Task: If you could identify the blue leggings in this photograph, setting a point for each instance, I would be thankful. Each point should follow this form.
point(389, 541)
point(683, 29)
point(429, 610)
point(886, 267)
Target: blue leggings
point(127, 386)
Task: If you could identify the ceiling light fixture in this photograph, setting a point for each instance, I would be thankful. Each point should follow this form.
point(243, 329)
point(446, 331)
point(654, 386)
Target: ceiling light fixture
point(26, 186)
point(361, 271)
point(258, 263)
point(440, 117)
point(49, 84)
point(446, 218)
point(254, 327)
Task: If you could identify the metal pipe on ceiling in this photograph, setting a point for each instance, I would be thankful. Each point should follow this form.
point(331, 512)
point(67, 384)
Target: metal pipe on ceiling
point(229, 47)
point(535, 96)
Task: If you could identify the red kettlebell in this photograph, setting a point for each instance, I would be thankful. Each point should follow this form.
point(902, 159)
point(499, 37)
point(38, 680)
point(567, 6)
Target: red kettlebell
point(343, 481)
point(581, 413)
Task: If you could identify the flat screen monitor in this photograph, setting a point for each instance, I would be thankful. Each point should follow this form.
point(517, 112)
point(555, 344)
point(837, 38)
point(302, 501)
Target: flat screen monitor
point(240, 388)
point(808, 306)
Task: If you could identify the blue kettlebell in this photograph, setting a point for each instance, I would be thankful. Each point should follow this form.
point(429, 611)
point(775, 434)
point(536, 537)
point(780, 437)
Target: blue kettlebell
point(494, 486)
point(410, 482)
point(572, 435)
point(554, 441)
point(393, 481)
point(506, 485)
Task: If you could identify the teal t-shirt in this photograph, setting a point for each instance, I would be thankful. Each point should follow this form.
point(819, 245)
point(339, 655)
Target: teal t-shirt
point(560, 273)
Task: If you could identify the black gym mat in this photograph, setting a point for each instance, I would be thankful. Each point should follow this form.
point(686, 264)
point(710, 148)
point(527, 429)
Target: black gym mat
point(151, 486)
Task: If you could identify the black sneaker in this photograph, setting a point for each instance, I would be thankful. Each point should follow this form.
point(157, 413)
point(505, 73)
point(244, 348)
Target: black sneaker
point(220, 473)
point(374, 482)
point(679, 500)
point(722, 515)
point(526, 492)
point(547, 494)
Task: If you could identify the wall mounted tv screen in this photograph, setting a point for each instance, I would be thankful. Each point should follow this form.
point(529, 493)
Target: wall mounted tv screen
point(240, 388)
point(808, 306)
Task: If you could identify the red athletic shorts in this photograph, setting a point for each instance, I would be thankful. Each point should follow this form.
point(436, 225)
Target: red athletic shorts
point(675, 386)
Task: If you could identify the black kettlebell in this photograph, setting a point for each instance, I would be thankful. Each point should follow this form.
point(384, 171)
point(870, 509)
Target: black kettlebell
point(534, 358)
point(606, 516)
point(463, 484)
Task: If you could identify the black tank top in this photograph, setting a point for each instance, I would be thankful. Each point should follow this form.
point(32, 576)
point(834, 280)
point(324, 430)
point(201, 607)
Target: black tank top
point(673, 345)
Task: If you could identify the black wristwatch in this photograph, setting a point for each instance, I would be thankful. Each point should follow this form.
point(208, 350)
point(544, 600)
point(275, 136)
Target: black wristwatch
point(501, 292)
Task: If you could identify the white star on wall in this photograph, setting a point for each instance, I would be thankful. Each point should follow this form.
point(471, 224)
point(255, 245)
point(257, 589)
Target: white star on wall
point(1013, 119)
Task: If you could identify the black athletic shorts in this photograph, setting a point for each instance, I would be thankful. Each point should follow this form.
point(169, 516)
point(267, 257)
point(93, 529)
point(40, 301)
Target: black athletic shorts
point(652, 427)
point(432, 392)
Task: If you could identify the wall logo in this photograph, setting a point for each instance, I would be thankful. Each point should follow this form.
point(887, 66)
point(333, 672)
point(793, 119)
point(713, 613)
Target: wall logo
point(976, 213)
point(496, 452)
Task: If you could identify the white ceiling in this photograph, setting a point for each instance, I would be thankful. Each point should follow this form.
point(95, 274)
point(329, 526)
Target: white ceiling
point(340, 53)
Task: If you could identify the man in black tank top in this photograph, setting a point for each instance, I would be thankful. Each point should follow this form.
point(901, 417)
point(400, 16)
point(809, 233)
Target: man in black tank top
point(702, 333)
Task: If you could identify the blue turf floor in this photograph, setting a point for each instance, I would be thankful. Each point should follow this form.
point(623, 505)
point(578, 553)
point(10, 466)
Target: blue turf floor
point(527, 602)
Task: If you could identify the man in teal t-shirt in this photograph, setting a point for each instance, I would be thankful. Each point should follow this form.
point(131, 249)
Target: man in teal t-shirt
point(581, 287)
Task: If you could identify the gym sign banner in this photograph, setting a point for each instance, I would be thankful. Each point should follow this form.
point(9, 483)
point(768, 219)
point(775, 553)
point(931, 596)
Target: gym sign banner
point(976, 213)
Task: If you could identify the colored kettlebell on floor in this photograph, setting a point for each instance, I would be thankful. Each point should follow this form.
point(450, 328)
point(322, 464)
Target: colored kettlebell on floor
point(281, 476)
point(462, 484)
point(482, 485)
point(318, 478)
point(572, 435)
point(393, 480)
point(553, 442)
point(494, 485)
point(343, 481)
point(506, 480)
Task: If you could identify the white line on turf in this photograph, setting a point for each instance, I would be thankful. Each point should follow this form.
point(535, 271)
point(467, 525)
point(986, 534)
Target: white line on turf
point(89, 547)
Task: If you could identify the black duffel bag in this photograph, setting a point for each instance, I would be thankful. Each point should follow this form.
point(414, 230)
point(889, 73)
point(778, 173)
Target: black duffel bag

----

* TRY IT
Which lines above include the word "duffel"? Show each one.

* RESULT OF THE EXERCISE
Task: If you could identify the black duffel bag in this photograph, setting a point for each instance, I would be thankful. Each point should follow this form.
Target: black duffel bag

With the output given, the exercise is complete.